#### [Work order A]
In the five-year outlook post, what has led large companies to cut back their R&D substantially in recent years?
#### [Work order B]
Reproduce everything in the five-year outlook post from "Decade long crisis?" down to "that will change.".

#### Provided text ####

Tuesday, July 24, 2012

The Five Year Outlook


Outlook for the next 5 years in drug innovation

Roy Berggren, Martin Møller, Rachel Moss, Pawel Poda & Katarzyna Smietana
The decade-long crisis in the productivity of pharmaceutical research and development (R&D) has been widely discussed1, 2. Indeed, expectations of reduced returns on R&D investment have led large companies to scale back their R&D substantially in recent years, and there have also been shifts in R&D investment and activity in particular therapeutic areas by the industry overall.

Nature Reviews Drug Discovery 

Decade long crisis?

What is the value of any five year plan or outlook? No battle plan survives contact with the enemy. The intellectual firepower of this article, likewise, will have to do battle with the reality of an industry that operates randomly. Without control over the randomness of FDA approvals combined with the lack of systematic training and educations that create researchers and research leaders, there is no way to predict our future. Perhaps a better approach would be to look at the 90% false findings in published research and attempt to predict if that will change.


The original assumption in predicting where we will be in five years, is the assumption that we know where we are right now. The assumption that we are in the midst of a ten year crisis is conjecture. The assumption that we can predict the future is just silly. The most scientific thing we could do at this stage of the drug industry would be to define where we are, why we succeed and fail, and what we can do to weed out more of the Cargo Cult.

#### Input data ####

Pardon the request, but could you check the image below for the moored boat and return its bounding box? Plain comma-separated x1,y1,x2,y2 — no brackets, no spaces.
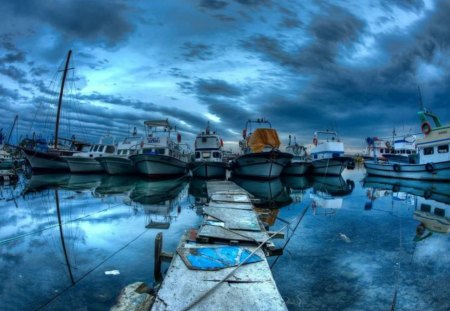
188,123,227,178
311,130,352,176
282,135,311,176
364,109,450,180
130,120,187,177
95,129,143,175
62,138,116,173
231,119,293,179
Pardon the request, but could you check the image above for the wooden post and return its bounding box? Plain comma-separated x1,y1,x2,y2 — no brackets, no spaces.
153,232,163,282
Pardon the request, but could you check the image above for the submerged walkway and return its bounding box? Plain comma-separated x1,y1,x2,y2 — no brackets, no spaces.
151,181,287,311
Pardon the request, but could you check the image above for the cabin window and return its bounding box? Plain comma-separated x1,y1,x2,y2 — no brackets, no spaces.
434,207,445,217
105,146,114,153
420,204,431,213
423,147,434,155
438,145,448,153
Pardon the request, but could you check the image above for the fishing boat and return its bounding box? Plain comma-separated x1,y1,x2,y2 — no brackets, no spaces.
366,130,421,163
364,109,450,180
231,119,293,179
20,50,89,171
188,122,227,178
95,128,143,175
311,130,352,176
282,135,311,176
130,120,188,177
62,137,116,173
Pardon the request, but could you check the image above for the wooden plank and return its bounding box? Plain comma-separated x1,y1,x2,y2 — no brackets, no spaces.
208,202,253,211
203,207,261,231
197,224,268,243
152,244,287,311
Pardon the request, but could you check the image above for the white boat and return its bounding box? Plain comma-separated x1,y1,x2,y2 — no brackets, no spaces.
364,109,450,180
19,50,90,172
130,120,189,177
188,123,227,178
95,130,143,175
282,135,311,176
311,130,352,176
62,142,116,173
413,197,450,241
231,119,293,179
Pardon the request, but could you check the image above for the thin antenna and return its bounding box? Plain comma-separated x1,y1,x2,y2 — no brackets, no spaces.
417,85,424,111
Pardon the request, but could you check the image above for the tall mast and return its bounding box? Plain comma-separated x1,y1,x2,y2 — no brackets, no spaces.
55,50,72,149
6,114,19,145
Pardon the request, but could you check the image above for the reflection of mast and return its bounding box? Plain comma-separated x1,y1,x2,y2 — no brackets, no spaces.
55,189,75,285
55,50,72,149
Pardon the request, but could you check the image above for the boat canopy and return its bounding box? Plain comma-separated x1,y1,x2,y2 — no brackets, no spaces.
249,128,281,152
144,120,171,128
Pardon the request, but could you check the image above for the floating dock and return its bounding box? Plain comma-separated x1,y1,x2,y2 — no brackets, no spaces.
151,181,287,311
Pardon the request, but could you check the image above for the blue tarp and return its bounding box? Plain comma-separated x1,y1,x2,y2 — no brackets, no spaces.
179,246,262,270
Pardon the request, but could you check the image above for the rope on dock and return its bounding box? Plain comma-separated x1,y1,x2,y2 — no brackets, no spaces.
270,205,310,269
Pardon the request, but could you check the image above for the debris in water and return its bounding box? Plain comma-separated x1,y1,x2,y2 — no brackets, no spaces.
105,270,120,275
339,233,352,243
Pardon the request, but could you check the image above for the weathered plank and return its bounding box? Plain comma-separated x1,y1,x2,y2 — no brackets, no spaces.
152,244,287,311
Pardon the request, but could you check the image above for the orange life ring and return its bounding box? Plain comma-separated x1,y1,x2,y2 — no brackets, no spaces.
421,121,431,135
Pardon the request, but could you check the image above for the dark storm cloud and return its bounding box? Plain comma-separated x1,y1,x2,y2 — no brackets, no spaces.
6,0,133,45
0,65,29,83
196,79,243,98
181,42,214,61
0,84,21,100
381,0,425,12
0,52,25,64
200,0,228,10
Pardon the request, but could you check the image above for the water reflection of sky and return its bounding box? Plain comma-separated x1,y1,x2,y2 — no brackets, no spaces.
0,170,450,310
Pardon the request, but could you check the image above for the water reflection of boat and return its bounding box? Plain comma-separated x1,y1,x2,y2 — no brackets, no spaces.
232,177,292,207
130,177,189,229
95,175,139,195
281,176,311,190
364,176,450,204
188,178,208,199
23,173,70,193
61,174,103,191
130,176,188,204
312,176,355,196
413,197,450,236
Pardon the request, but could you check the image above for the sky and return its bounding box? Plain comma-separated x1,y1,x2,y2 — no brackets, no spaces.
0,0,450,152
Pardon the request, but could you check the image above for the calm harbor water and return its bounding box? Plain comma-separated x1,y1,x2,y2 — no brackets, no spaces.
0,169,450,310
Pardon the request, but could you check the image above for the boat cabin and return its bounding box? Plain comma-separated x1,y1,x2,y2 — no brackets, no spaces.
416,110,450,164
311,130,344,160
194,127,223,162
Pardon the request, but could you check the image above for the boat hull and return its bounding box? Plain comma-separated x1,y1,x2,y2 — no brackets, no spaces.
282,161,311,176
96,157,137,175
311,157,351,176
364,161,450,180
22,149,70,172
130,154,187,177
232,151,292,179
62,157,105,173
189,161,227,178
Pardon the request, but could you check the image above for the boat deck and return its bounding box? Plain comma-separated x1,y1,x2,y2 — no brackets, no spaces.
152,181,287,310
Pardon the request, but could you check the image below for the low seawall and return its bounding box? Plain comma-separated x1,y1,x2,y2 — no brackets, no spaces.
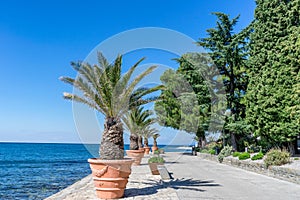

####

#### [Solution A]
Expectations of reduced returns on R&D investment.

#### [Solution B]
Decade long crisis?

What is the value of any five year plan or outlook? No battle plan survives contact with the enemy. The intellectual firepower of this article, likewise, will have to do battle with the reality of an industry that operates randomly. Without control over the randomness of FDA approvals combined with the lack of systematic training and educations that create researchers and research leaders, there is no way to predict our future. Perhaps a better approach would be to look at the 90% false findings in published research and attempt to predict if that will change.